### WRITTEN PROBLEM
Below is a set of records; print all of them exactly as written.

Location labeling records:
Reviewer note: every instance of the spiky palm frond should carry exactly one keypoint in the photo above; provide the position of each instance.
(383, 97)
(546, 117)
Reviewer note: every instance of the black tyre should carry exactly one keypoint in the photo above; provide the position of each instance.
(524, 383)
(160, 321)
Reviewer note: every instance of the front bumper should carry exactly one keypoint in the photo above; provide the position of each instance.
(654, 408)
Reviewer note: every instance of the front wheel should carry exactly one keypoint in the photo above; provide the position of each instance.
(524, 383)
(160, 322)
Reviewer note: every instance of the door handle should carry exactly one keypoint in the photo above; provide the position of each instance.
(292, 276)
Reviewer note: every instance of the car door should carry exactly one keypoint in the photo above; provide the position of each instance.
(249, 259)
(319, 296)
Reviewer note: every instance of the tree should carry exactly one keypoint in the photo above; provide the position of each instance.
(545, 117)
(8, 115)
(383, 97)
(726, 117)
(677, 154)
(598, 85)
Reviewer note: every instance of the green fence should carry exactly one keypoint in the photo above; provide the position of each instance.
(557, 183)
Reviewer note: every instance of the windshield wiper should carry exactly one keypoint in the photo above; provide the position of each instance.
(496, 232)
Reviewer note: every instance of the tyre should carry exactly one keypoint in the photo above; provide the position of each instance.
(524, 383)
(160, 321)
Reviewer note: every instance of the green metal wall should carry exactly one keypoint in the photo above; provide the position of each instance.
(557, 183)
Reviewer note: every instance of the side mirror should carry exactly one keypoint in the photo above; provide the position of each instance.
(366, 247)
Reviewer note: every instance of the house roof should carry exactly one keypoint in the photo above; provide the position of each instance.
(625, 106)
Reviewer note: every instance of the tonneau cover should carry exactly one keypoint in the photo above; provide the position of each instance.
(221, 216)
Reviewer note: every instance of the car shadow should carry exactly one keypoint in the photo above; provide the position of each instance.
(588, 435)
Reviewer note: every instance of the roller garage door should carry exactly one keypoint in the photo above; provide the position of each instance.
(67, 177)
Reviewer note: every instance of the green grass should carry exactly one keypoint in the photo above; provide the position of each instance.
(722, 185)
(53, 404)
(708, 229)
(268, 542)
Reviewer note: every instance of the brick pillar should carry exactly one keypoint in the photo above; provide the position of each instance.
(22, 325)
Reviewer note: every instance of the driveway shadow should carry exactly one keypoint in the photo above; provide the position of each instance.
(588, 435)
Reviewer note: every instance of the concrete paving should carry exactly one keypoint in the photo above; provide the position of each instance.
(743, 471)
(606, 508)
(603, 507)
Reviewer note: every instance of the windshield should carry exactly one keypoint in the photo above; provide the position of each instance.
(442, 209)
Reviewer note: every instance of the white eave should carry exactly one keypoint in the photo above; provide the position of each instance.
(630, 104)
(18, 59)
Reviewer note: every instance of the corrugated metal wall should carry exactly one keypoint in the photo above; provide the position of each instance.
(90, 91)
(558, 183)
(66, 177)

### PROBLEM SOLUTION
Reviewer note: every instance of the spiky palm frond should carry exactly one keypoint in the photo above; provide the position of each instance.
(383, 97)
(546, 117)
Reviewer note: every instance of the black tyre should carry exactly one keypoint in the photo above; provide the position of each instance.
(524, 383)
(160, 321)
Reviewer note: every instance of the front bumper should carry exactly one keypoint in the photo above; provide the position of each instance.
(654, 408)
Reviewer note: every instance of the front wheel should carry exactly one keypoint in the photo above; provide the position of each instance.
(524, 383)
(160, 322)
Reviewer note: every instance of the door handle should carry exactly one keypoint in the photo above; provide the position of each instance.
(292, 276)
Reviewer note: every instance of the car door should carry exactly one keypoint in the photo above; provide the position of each instance.
(249, 259)
(319, 296)
Reviewer note: every instance of the tree should carry exactly one keypoint in the photo above; provide the position of each instance.
(545, 117)
(8, 115)
(383, 97)
(726, 117)
(677, 154)
(598, 85)
Reviewer note: every instance of the green fence should carry exactly one keypoint in the photo above; provide the position of each instance.
(557, 183)
Reviewer note: every instance of the windshield wiper should carry exactly one keypoint in the photo above; provide the position of each instance.
(496, 232)
Reviewer note: every instance of the tyre should carry exactly one keypoint in the photo above; provide the position of each instance.
(524, 383)
(160, 321)
Reviewer note: every instance of the green metal wall should carry exactly one keypoint in the photo above; provide the position of each instance.
(557, 183)
Reviewer note: every instance of the side mirror should carry exactly one keypoint in the photo above; provide the position of each instance.
(366, 247)
Reviewer note: every instance of the house roof should carry exactly one keypoint in the photo above; provide the position of each instance.
(625, 106)
Reviewer note: every instance of the tonneau cover should carry exactly one keypoint in the photo above; provide the position of each instance.
(221, 216)
Reviewer note: every instance of the car shadow should carry exactly one keypoint in the photo above; provide the position of each instance.
(588, 435)
Reviewer note: every instance of the roller garage door should carry exactly one keypoint in the photo above; provide the position of each instance.
(67, 177)
Reviewer note: every instance of the green grass should carry exactly one keypoint in the photo above; provide the position of each instance.
(722, 185)
(53, 404)
(708, 229)
(268, 542)
Reviewer note: every instance of the brick pillar should carry exactly one keypoint in the photo above; provide the position of each instance.
(22, 325)
Reviewer note: every instance of the driveway shadow should carry exactly one keypoint in the photo above; provide the position of each instance.
(588, 435)
Reviewer note: every instance of the concrete paving should carry exactly one keypoint in the photo above; provide the position of each instance.
(743, 471)
(606, 508)
(603, 507)
Reviewer note: every instance of the windshield should carry exactly one keypoint in the photo above; provide the position of each instance.
(442, 209)
Reviewer note: every instance of the white eave should carry exactly one keypoint in the photo above; provide the position of each instance.
(630, 104)
(18, 59)
Reviewer note: every instance of the corrugated metal wall should carry exactly one keypoint in the photo above; provide the position of each instance.
(90, 91)
(558, 183)
(66, 177)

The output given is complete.